> **What the task asks**
Output as a Markdown table with the columns "No" and "Line" every line of the rows below, starting with the line that contains "Would you be so kind as to point out the car" and going on through the line that contains "(1137, 484)". Include both of those lines and leave out any blank lines.

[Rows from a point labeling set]
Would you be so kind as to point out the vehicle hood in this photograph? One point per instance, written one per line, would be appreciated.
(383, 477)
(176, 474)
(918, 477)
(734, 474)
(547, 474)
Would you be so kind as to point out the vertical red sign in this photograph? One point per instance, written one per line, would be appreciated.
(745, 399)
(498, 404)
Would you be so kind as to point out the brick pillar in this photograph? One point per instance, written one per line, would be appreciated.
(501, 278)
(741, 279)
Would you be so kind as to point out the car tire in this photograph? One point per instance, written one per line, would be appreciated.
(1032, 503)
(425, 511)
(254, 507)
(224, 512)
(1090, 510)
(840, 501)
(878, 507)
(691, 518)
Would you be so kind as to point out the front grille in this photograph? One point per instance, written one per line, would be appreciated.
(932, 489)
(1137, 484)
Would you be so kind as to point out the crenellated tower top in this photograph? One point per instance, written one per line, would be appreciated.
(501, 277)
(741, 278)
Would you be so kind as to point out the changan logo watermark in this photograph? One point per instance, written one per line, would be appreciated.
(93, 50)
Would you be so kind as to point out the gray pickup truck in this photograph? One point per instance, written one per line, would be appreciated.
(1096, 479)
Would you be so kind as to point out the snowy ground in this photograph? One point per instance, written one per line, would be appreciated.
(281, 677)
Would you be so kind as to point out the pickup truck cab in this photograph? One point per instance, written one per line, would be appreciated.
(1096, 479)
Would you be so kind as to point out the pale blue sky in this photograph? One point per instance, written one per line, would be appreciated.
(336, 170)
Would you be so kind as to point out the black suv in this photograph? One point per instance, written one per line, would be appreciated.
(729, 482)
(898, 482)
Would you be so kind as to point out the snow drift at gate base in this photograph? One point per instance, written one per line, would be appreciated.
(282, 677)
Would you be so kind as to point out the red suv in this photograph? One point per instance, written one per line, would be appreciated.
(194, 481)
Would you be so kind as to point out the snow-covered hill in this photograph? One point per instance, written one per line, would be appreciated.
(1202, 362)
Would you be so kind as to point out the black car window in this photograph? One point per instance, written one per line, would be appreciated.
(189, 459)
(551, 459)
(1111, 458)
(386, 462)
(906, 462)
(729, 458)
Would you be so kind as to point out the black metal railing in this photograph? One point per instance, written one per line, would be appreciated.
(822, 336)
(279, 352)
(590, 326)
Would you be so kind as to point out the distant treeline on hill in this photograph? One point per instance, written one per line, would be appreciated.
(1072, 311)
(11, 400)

> **In response**
| No | Line |
|---|---|
| 1 | Would you be so kind as to point out the car tire in this photograph? One point per instance, written one per line, would be appreciated. |
| 2 | (1032, 503) |
| 3 | (425, 511) |
| 4 | (254, 507) |
| 5 | (224, 512) |
| 6 | (1090, 510) |
| 7 | (840, 501) |
| 8 | (878, 507) |
| 9 | (691, 518) |
| 10 | Would you be so kind as to point out the front grille in this photograph? One point per instance, written one per line, would be appreciated. |
| 11 | (932, 489) |
| 12 | (1137, 484) |